#### DATA IN THIS EXERCISE

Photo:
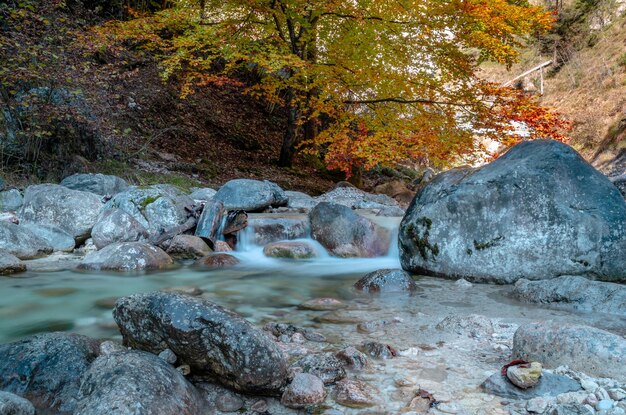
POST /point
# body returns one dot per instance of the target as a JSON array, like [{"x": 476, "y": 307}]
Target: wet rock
[
  {"x": 126, "y": 256},
  {"x": 322, "y": 304},
  {"x": 355, "y": 394},
  {"x": 385, "y": 281},
  {"x": 550, "y": 204},
  {"x": 323, "y": 365},
  {"x": 290, "y": 250},
  {"x": 573, "y": 291},
  {"x": 216, "y": 260},
  {"x": 473, "y": 325},
  {"x": 10, "y": 200},
  {"x": 135, "y": 382},
  {"x": 21, "y": 242},
  {"x": 592, "y": 351},
  {"x": 304, "y": 390},
  {"x": 213, "y": 341},
  {"x": 345, "y": 234},
  {"x": 549, "y": 385},
  {"x": 524, "y": 376},
  {"x": 56, "y": 237},
  {"x": 47, "y": 368},
  {"x": 71, "y": 210},
  {"x": 11, "y": 404},
  {"x": 250, "y": 195},
  {"x": 100, "y": 184},
  {"x": 188, "y": 247},
  {"x": 115, "y": 225},
  {"x": 10, "y": 264}
]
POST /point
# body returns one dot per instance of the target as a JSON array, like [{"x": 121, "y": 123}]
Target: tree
[{"x": 363, "y": 82}]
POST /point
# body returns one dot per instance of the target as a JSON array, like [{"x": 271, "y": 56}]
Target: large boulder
[
  {"x": 21, "y": 242},
  {"x": 210, "y": 339},
  {"x": 71, "y": 210},
  {"x": 586, "y": 349},
  {"x": 136, "y": 382},
  {"x": 158, "y": 208},
  {"x": 346, "y": 234},
  {"x": 126, "y": 256},
  {"x": 47, "y": 369},
  {"x": 537, "y": 212},
  {"x": 575, "y": 292},
  {"x": 250, "y": 195},
  {"x": 100, "y": 184},
  {"x": 116, "y": 225}
]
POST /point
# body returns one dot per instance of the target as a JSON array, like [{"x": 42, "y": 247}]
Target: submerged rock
[
  {"x": 537, "y": 212},
  {"x": 135, "y": 382},
  {"x": 592, "y": 351},
  {"x": 212, "y": 340},
  {"x": 47, "y": 369},
  {"x": 126, "y": 256},
  {"x": 346, "y": 234}
]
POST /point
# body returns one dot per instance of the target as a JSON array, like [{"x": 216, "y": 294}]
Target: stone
[
  {"x": 250, "y": 195},
  {"x": 346, "y": 234},
  {"x": 125, "y": 257},
  {"x": 524, "y": 376},
  {"x": 549, "y": 385},
  {"x": 47, "y": 369},
  {"x": 386, "y": 281},
  {"x": 20, "y": 241},
  {"x": 216, "y": 260},
  {"x": 355, "y": 394},
  {"x": 586, "y": 349},
  {"x": 187, "y": 247},
  {"x": 136, "y": 382},
  {"x": 212, "y": 340},
  {"x": 11, "y": 404},
  {"x": 74, "y": 211},
  {"x": 11, "y": 200},
  {"x": 537, "y": 212},
  {"x": 323, "y": 365},
  {"x": 56, "y": 237},
  {"x": 100, "y": 184},
  {"x": 304, "y": 390},
  {"x": 289, "y": 250},
  {"x": 115, "y": 225},
  {"x": 574, "y": 292},
  {"x": 10, "y": 264}
]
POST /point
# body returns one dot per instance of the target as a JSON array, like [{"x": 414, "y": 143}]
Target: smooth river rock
[
  {"x": 47, "y": 369},
  {"x": 537, "y": 212},
  {"x": 136, "y": 382},
  {"x": 210, "y": 339}
]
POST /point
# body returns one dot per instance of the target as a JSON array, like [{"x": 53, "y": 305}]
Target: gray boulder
[
  {"x": 385, "y": 281},
  {"x": 136, "y": 382},
  {"x": 21, "y": 242},
  {"x": 56, "y": 237},
  {"x": 115, "y": 225},
  {"x": 100, "y": 184},
  {"x": 586, "y": 349},
  {"x": 126, "y": 256},
  {"x": 158, "y": 208},
  {"x": 537, "y": 212},
  {"x": 11, "y": 404},
  {"x": 250, "y": 195},
  {"x": 11, "y": 200},
  {"x": 10, "y": 264},
  {"x": 344, "y": 233},
  {"x": 47, "y": 369},
  {"x": 574, "y": 292},
  {"x": 71, "y": 210},
  {"x": 210, "y": 339}
]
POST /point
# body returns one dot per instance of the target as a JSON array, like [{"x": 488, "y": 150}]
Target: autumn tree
[{"x": 363, "y": 82}]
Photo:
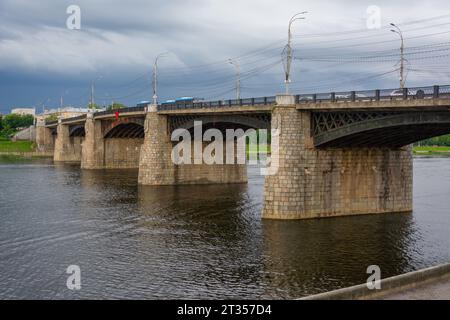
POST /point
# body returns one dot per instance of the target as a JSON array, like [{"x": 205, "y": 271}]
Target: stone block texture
[
  {"x": 312, "y": 183},
  {"x": 67, "y": 149},
  {"x": 157, "y": 168},
  {"x": 45, "y": 140}
]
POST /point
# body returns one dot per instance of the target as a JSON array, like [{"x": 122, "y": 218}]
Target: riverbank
[
  {"x": 21, "y": 149},
  {"x": 8, "y": 146},
  {"x": 24, "y": 155},
  {"x": 430, "y": 283},
  {"x": 431, "y": 150}
]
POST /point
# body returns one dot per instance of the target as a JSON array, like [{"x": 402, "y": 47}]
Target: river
[{"x": 193, "y": 242}]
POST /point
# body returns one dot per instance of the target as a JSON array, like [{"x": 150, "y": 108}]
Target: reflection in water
[{"x": 197, "y": 241}]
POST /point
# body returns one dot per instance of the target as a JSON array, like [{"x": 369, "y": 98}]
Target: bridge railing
[
  {"x": 217, "y": 103},
  {"x": 429, "y": 92},
  {"x": 121, "y": 110},
  {"x": 81, "y": 117},
  {"x": 50, "y": 122}
]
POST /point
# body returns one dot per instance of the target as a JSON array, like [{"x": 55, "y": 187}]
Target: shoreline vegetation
[{"x": 17, "y": 149}]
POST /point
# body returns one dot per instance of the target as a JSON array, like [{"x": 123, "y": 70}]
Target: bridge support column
[
  {"x": 44, "y": 137},
  {"x": 155, "y": 163},
  {"x": 67, "y": 149},
  {"x": 312, "y": 183},
  {"x": 157, "y": 168},
  {"x": 93, "y": 149}
]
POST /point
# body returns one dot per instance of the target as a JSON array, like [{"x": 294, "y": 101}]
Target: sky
[{"x": 337, "y": 47}]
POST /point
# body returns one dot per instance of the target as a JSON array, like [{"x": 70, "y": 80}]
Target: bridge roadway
[{"x": 333, "y": 154}]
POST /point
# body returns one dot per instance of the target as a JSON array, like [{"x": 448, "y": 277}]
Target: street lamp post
[
  {"x": 155, "y": 77},
  {"x": 288, "y": 50},
  {"x": 402, "y": 58},
  {"x": 238, "y": 77},
  {"x": 93, "y": 91}
]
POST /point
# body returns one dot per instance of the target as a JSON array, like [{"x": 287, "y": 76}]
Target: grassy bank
[
  {"x": 431, "y": 150},
  {"x": 16, "y": 146}
]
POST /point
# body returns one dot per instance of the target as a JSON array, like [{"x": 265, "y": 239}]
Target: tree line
[{"x": 11, "y": 123}]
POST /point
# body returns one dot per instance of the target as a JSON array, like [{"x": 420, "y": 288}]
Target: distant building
[
  {"x": 24, "y": 111},
  {"x": 65, "y": 112}
]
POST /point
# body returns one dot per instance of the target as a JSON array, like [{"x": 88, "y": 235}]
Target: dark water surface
[{"x": 198, "y": 241}]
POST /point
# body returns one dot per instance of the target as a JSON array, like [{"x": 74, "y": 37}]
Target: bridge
[{"x": 338, "y": 153}]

#### WORK REQUIRED
Transcribe the full listing above exactly as it stands, minus the pictures.

#### TASK OUTPUT
Photo:
POST /point
# body returns one dot per instance of the target as a JSON array, like [{"x": 476, "y": 307}]
Target: wet rock
[
  {"x": 126, "y": 256},
  {"x": 322, "y": 304},
  {"x": 355, "y": 394},
  {"x": 385, "y": 281},
  {"x": 550, "y": 204},
  {"x": 323, "y": 365},
  {"x": 290, "y": 250},
  {"x": 573, "y": 291},
  {"x": 216, "y": 260},
  {"x": 473, "y": 325},
  {"x": 10, "y": 200},
  {"x": 135, "y": 382},
  {"x": 21, "y": 242},
  {"x": 592, "y": 351},
  {"x": 304, "y": 390},
  {"x": 213, "y": 341},
  {"x": 345, "y": 234},
  {"x": 549, "y": 385},
  {"x": 524, "y": 376},
  {"x": 56, "y": 237},
  {"x": 47, "y": 368},
  {"x": 71, "y": 210},
  {"x": 11, "y": 404},
  {"x": 250, "y": 195},
  {"x": 100, "y": 184},
  {"x": 188, "y": 247},
  {"x": 115, "y": 225},
  {"x": 10, "y": 264}
]
POST /point
# body returns one dot per instance of the target as a JSON array, like [{"x": 121, "y": 123}]
Target: tree
[{"x": 363, "y": 82}]
POST /point
# body returns one dot per instance of the target as a JSON array, like [{"x": 271, "y": 56}]
Target: large boulder
[
  {"x": 21, "y": 242},
  {"x": 210, "y": 339},
  {"x": 71, "y": 210},
  {"x": 586, "y": 349},
  {"x": 136, "y": 382},
  {"x": 158, "y": 208},
  {"x": 346, "y": 234},
  {"x": 126, "y": 256},
  {"x": 47, "y": 369},
  {"x": 537, "y": 212},
  {"x": 575, "y": 292},
  {"x": 250, "y": 195},
  {"x": 100, "y": 184},
  {"x": 116, "y": 225}
]
POST /point
# body returns one dot per instance of the target as a JSON array, like [{"x": 42, "y": 247}]
Target: submerged rock
[
  {"x": 537, "y": 212},
  {"x": 135, "y": 382},
  {"x": 592, "y": 351},
  {"x": 212, "y": 340},
  {"x": 47, "y": 369},
  {"x": 126, "y": 256},
  {"x": 346, "y": 234}
]
POST /point
# body returns one dot per instance of the target as a JSON array, like [{"x": 216, "y": 294}]
Target: stone
[
  {"x": 250, "y": 195},
  {"x": 346, "y": 234},
  {"x": 125, "y": 257},
  {"x": 524, "y": 376},
  {"x": 549, "y": 385},
  {"x": 47, "y": 369},
  {"x": 386, "y": 281},
  {"x": 20, "y": 241},
  {"x": 216, "y": 260},
  {"x": 355, "y": 394},
  {"x": 586, "y": 349},
  {"x": 187, "y": 247},
  {"x": 136, "y": 382},
  {"x": 212, "y": 340},
  {"x": 11, "y": 404},
  {"x": 74, "y": 211},
  {"x": 11, "y": 200},
  {"x": 537, "y": 212},
  {"x": 323, "y": 365},
  {"x": 56, "y": 237},
  {"x": 100, "y": 184},
  {"x": 304, "y": 390},
  {"x": 289, "y": 250},
  {"x": 115, "y": 225},
  {"x": 574, "y": 292},
  {"x": 10, "y": 264}
]
POST /point
# body returns one dot per instance of the target as a JSON array, like [{"x": 414, "y": 143}]
Target: smooth river rock
[
  {"x": 47, "y": 369},
  {"x": 537, "y": 212},
  {"x": 136, "y": 382},
  {"x": 210, "y": 339}
]
POST /point
# body returns one dot per instance of the target as a JSON array, like [{"x": 53, "y": 305}]
Target: gray boulder
[
  {"x": 385, "y": 281},
  {"x": 136, "y": 382},
  {"x": 21, "y": 242},
  {"x": 56, "y": 237},
  {"x": 115, "y": 225},
  {"x": 100, "y": 184},
  {"x": 586, "y": 349},
  {"x": 126, "y": 256},
  {"x": 158, "y": 208},
  {"x": 537, "y": 212},
  {"x": 11, "y": 404},
  {"x": 250, "y": 195},
  {"x": 11, "y": 200},
  {"x": 10, "y": 264},
  {"x": 344, "y": 233},
  {"x": 47, "y": 369},
  {"x": 574, "y": 292},
  {"x": 71, "y": 210},
  {"x": 210, "y": 339}
]
POST /point
# body returns one dot per instance of the target as a JSON array, like [{"x": 488, "y": 150}]
Target: autumn tree
[{"x": 363, "y": 82}]
Photo:
POST /point
# body returns one dot per instance of the target as a JSON array, like [{"x": 205, "y": 271}]
Target: stone block texture
[
  {"x": 312, "y": 183},
  {"x": 67, "y": 149},
  {"x": 157, "y": 168},
  {"x": 45, "y": 140}
]
POST /point
# body returns one dot per instance of the target as a JSON array, like [{"x": 122, "y": 218}]
Target: riverbank
[
  {"x": 21, "y": 149},
  {"x": 8, "y": 146},
  {"x": 24, "y": 155},
  {"x": 430, "y": 283},
  {"x": 431, "y": 150}
]
POST /point
# body returns one dot per instance of the target as a JSON array, like [{"x": 402, "y": 47}]
Target: river
[{"x": 193, "y": 242}]
POST /point
# body returns one dot per instance of the target as a JSON array, like [{"x": 150, "y": 108}]
Target: reflection in water
[{"x": 197, "y": 241}]
POST /point
# body returns one dot per instance of the target as a JSON array, like [{"x": 369, "y": 98}]
Target: bridge railing
[
  {"x": 217, "y": 103},
  {"x": 429, "y": 92},
  {"x": 121, "y": 110},
  {"x": 81, "y": 117},
  {"x": 50, "y": 122}
]
POST /point
# body returns one dot per instance of the target as a JSON array, like [{"x": 55, "y": 187}]
Target: shoreline vegetation
[{"x": 17, "y": 149}]
POST /point
# body returns one dot per instance of the target as a JSON array, like [{"x": 123, "y": 70}]
Target: bridge support column
[
  {"x": 44, "y": 137},
  {"x": 155, "y": 163},
  {"x": 67, "y": 149},
  {"x": 312, "y": 183},
  {"x": 157, "y": 168},
  {"x": 93, "y": 149}
]
POST /point
# body returns one dot per instance of the target as a JSON array, like [{"x": 294, "y": 101}]
Target: sky
[{"x": 337, "y": 47}]
POST /point
# body returns one dot per instance of the target as a JSON array, like [{"x": 70, "y": 80}]
Target: bridge roadway
[{"x": 333, "y": 154}]
POST /point
# body returns one dot per instance of the target as a JSON array, like [{"x": 448, "y": 277}]
Target: street lamp post
[
  {"x": 155, "y": 77},
  {"x": 288, "y": 50},
  {"x": 402, "y": 58},
  {"x": 238, "y": 77},
  {"x": 93, "y": 91}
]
POST /point
# body returns one dot per instance of the target as a JSON array, like [{"x": 287, "y": 76}]
Target: grassy bank
[
  {"x": 431, "y": 150},
  {"x": 16, "y": 146}
]
POST /point
# body returns one dot per instance of the target as a JSON array, like [{"x": 265, "y": 239}]
Target: tree line
[{"x": 11, "y": 123}]
POST /point
# body returns one dot per instance of the target as a JSON array, like [{"x": 420, "y": 288}]
Target: distant building
[
  {"x": 24, "y": 111},
  {"x": 65, "y": 112}
]
POST /point
# body returns one dot per instance of the target as a JSON array, like [{"x": 88, "y": 235}]
Target: dark water surface
[{"x": 198, "y": 241}]
POST /point
# body returns one dot per instance of the target as a JSON array, like [{"x": 74, "y": 37}]
Target: bridge
[{"x": 338, "y": 153}]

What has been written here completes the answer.